(Rows from a pointing dataset)
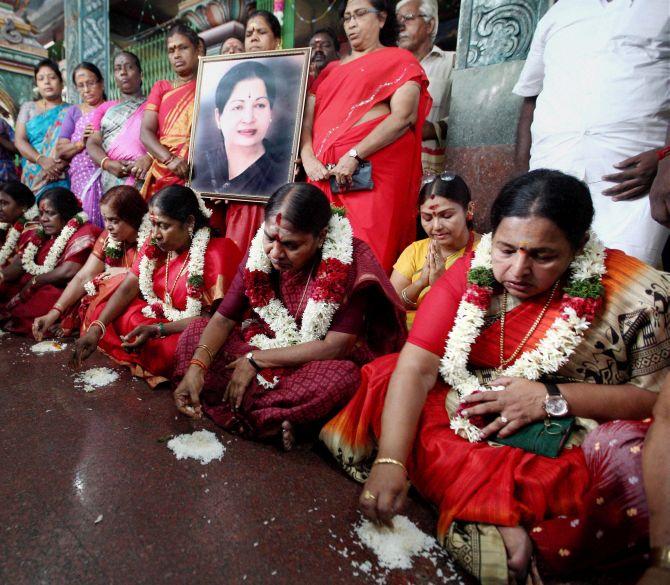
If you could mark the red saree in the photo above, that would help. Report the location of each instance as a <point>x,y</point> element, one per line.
<point>155,359</point>
<point>307,394</point>
<point>385,217</point>
<point>38,301</point>
<point>174,106</point>
<point>106,282</point>
<point>580,509</point>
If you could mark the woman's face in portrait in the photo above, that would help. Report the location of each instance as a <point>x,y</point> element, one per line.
<point>232,46</point>
<point>50,219</point>
<point>259,36</point>
<point>89,87</point>
<point>127,76</point>
<point>48,83</point>
<point>246,117</point>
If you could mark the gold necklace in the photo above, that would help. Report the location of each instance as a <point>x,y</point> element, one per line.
<point>504,362</point>
<point>167,298</point>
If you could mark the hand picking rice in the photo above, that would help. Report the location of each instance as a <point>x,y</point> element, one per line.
<point>96,378</point>
<point>47,347</point>
<point>396,547</point>
<point>201,445</point>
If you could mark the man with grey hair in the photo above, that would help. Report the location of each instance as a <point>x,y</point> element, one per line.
<point>417,25</point>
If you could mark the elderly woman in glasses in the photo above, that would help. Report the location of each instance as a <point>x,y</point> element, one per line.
<point>371,106</point>
<point>446,212</point>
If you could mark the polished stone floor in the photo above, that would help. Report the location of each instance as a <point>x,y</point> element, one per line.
<point>89,493</point>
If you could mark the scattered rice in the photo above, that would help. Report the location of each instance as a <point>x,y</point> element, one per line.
<point>395,547</point>
<point>96,378</point>
<point>47,347</point>
<point>201,445</point>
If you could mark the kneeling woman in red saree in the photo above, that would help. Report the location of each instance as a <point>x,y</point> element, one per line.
<point>123,210</point>
<point>309,306</point>
<point>539,337</point>
<point>179,275</point>
<point>56,251</point>
<point>16,204</point>
<point>370,106</point>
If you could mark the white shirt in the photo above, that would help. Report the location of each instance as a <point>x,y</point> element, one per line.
<point>600,70</point>
<point>438,65</point>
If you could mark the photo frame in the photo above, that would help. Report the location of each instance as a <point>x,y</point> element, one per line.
<point>246,123</point>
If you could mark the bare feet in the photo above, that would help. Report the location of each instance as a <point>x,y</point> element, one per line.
<point>287,435</point>
<point>519,550</point>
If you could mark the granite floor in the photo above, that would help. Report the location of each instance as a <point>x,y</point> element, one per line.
<point>91,494</point>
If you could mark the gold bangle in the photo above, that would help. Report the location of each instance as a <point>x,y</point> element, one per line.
<point>382,460</point>
<point>100,324</point>
<point>405,298</point>
<point>660,557</point>
<point>209,351</point>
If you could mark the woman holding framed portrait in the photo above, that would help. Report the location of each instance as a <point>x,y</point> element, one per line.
<point>370,106</point>
<point>166,123</point>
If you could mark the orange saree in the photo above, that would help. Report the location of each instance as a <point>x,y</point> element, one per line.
<point>563,502</point>
<point>174,105</point>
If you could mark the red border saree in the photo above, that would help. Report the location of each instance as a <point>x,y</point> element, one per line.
<point>174,106</point>
<point>576,508</point>
<point>155,360</point>
<point>384,218</point>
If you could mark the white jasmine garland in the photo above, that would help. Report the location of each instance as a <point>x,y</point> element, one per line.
<point>318,315</point>
<point>56,250</point>
<point>196,265</point>
<point>552,351</point>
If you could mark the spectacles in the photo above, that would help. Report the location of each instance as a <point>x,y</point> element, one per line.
<point>430,177</point>
<point>405,18</point>
<point>357,14</point>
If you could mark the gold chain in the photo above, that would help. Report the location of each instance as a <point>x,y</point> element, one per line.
<point>167,298</point>
<point>504,362</point>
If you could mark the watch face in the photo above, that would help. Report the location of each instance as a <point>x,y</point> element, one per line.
<point>555,406</point>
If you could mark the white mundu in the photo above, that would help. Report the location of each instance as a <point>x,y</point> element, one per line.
<point>600,70</point>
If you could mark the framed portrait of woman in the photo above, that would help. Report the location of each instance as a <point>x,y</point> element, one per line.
<point>246,124</point>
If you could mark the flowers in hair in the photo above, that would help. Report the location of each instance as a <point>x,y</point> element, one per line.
<point>56,250</point>
<point>582,299</point>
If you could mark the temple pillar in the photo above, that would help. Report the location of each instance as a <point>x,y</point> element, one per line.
<point>19,53</point>
<point>493,40</point>
<point>86,39</point>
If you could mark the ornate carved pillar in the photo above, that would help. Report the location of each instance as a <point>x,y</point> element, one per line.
<point>493,41</point>
<point>86,38</point>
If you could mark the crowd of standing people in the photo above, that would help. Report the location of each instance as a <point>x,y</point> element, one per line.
<point>512,377</point>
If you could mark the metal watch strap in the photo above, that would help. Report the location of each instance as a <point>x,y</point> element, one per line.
<point>552,389</point>
<point>252,361</point>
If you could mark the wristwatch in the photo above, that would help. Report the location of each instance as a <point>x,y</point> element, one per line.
<point>555,405</point>
<point>252,361</point>
<point>353,153</point>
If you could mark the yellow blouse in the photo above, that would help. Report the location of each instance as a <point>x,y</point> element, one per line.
<point>411,262</point>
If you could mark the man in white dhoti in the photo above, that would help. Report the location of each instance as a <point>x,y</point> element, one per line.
<point>597,106</point>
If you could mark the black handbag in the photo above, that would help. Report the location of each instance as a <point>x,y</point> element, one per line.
<point>361,179</point>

Brief: Turn every line of the listing above into a numbered list, dropping blank lines and leaving out the pictures.

Final result:
1. If you could mark the red saree in the photo above, that would help. Report the location of each instance as a <point>x,y</point> element, one per line.
2. <point>155,359</point>
3. <point>307,394</point>
4. <point>385,217</point>
5. <point>38,301</point>
6. <point>174,106</point>
7. <point>106,282</point>
8. <point>580,509</point>
9. If you could mark the woman's face in portrait in the photo above, that would help. Report the location of each instance as a <point>x,y</point> element, one per line.
10. <point>232,46</point>
11. <point>50,219</point>
12. <point>259,36</point>
13. <point>89,87</point>
14. <point>127,76</point>
15. <point>48,83</point>
16. <point>246,117</point>
17. If you could mark the gold necklace in the photo above, that would help. Report the location of each instance as a <point>x,y</point> element, one per line.
18. <point>504,362</point>
19. <point>167,298</point>
20. If you could mark the hand picking rice in the photo above, that would help. Report the location of each instance as a <point>x,y</point> element, one per line.
21. <point>96,378</point>
22. <point>47,347</point>
23. <point>396,547</point>
24. <point>201,445</point>
25. If you could mark the man with grey hair in the photo above, that would help. Report the location of each instance as a <point>x,y</point> element, one per line.
26. <point>417,25</point>
27. If you could mark the elderly woman in glasses in the photo above, that would help. Report the location of each instance as a <point>x,y</point> element, one per line.
28. <point>371,106</point>
29. <point>446,212</point>
30. If you could mark the polished stone floor in the photo above, that would help. Report the location of each instance as a <point>x,y</point> element, one per line.
31. <point>89,493</point>
32. If you could mark the scattered rice in the photo above, that would help. Report the location of each instance as a <point>x,y</point> element, one per line.
33. <point>395,547</point>
34. <point>96,378</point>
35. <point>47,347</point>
36. <point>201,445</point>
37. If you could mark the kneeling woman in red saree in the photo above, that would help. Report the location of each instance as a <point>x,y</point> element, one per line.
38. <point>123,210</point>
39. <point>309,306</point>
40. <point>539,337</point>
41. <point>179,275</point>
42. <point>56,251</point>
43. <point>16,204</point>
44. <point>370,106</point>
45. If you could mark the white shirt in the photo above, that would help. Report the location of each instance as a <point>x,y</point> element, one per line.
46. <point>600,70</point>
47. <point>438,65</point>
48. If you could mark the photo frame in the photo above, that would help. Report the location of each instance as a <point>x,y</point> element, one per line.
49. <point>246,123</point>
50. If you could mark the bare feet in the photo above, that would help. Report the location of each instance as a <point>x,y</point> element, one per line.
51. <point>287,435</point>
52. <point>519,550</point>
53. If you could mark the granite floor in the photo above, that would help. Report the location of each instance as a <point>x,y</point> element, one per line.
54. <point>91,494</point>
55. If you could mark the gold bangle in the photo above, that would help. Report the location of each instance as a <point>x,y</point> element, one per line.
56. <point>382,460</point>
57. <point>100,324</point>
58. <point>405,298</point>
59. <point>660,557</point>
60. <point>209,351</point>
61. If you could mark the woman holding framed portrait in the photo above, that would help. Report the location of each instance as a <point>x,y</point> element, one per line.
62. <point>370,106</point>
63. <point>166,123</point>
64. If you could mark the orange saree in the photo above, that would help. Report the location of each instance as a <point>x,y</point> element, one per line.
65. <point>563,502</point>
66. <point>174,105</point>
67. If you could mark the red border saree in the photo above, that would help. Report the location of each instance as a <point>x,y</point> element, one per line.
68. <point>174,106</point>
69. <point>576,508</point>
70. <point>155,360</point>
71. <point>384,218</point>
72. If you could mark the white jasmine garland in the photo above, that would help. Report the location of each instance as a <point>x,y</point> element, one per line.
73. <point>318,315</point>
74. <point>56,250</point>
75. <point>196,265</point>
76. <point>552,351</point>
77. If you could mark the spectacles in the photo above, that would help. Report the location of each instance as a <point>x,y</point> element, one per line.
78. <point>430,177</point>
79. <point>405,18</point>
80. <point>357,14</point>
81. If you could mark the gold chain in the photo above, that would help. Report the location of each instance as a <point>x,y</point> element, one per line.
82. <point>167,298</point>
83. <point>504,362</point>
84. If you could mark the watch face in the photo above, that would help. Report the location of each instance as a <point>x,y</point> element, one per line.
85. <point>555,406</point>
86. If you could mark the white mundu in the photo above, that would help. Report the location of each instance as a <point>x,y</point> element, one per line.
87. <point>600,70</point>
88. If you could mark the framed portrait of woman in the photo above, that would help. Report the location of each instance as a <point>x,y</point> element, one per line.
89. <point>246,124</point>
90. If you could mark the flowers in hair in the photo above, that would help. Report the location of each instance as a <point>x,y</point> element, one per line.
91. <point>56,250</point>
92. <point>582,299</point>
93. If you could mark the temple pillar in the photo above, that would help. Report the location of each instance as a <point>x,y</point> element, one per line.
94. <point>19,53</point>
95. <point>493,40</point>
96. <point>86,39</point>
97. If you could mark the ornate carved pillar in the photo above, that would help. Report the location of each instance as a <point>x,y</point> element, one per line.
98. <point>493,41</point>
99. <point>86,38</point>
100. If you could mark the crowd of standing people in the photo above, that would help. Report the location of each instance as a <point>x,y</point> element, one per line.
101. <point>512,377</point>
102. If you could mark the metal watch strap in the photo above, that would help. Report the location of each instance as a <point>x,y</point> element, one per line.
103. <point>552,389</point>
104. <point>252,361</point>
105. If you could mark the wristwatch in the photo above, that would help. Report the location of each instance as a <point>x,y</point> element, one per line.
106. <point>555,405</point>
107. <point>252,361</point>
108. <point>353,153</point>
109. If you could mark the yellow blouse in the photo above, that would help. Report the location of each instance as a <point>x,y</point> element, one per line.
110. <point>411,262</point>
111. If you could mark the man in white dhoti in the photo above, that would help. Report the location of each instance as a <point>x,y</point> element, one per line.
112. <point>597,106</point>
113. If you could mark the black handbag in the photo above, that would help. Report the location of each instance as a <point>x,y</point> element, one per line.
114. <point>361,179</point>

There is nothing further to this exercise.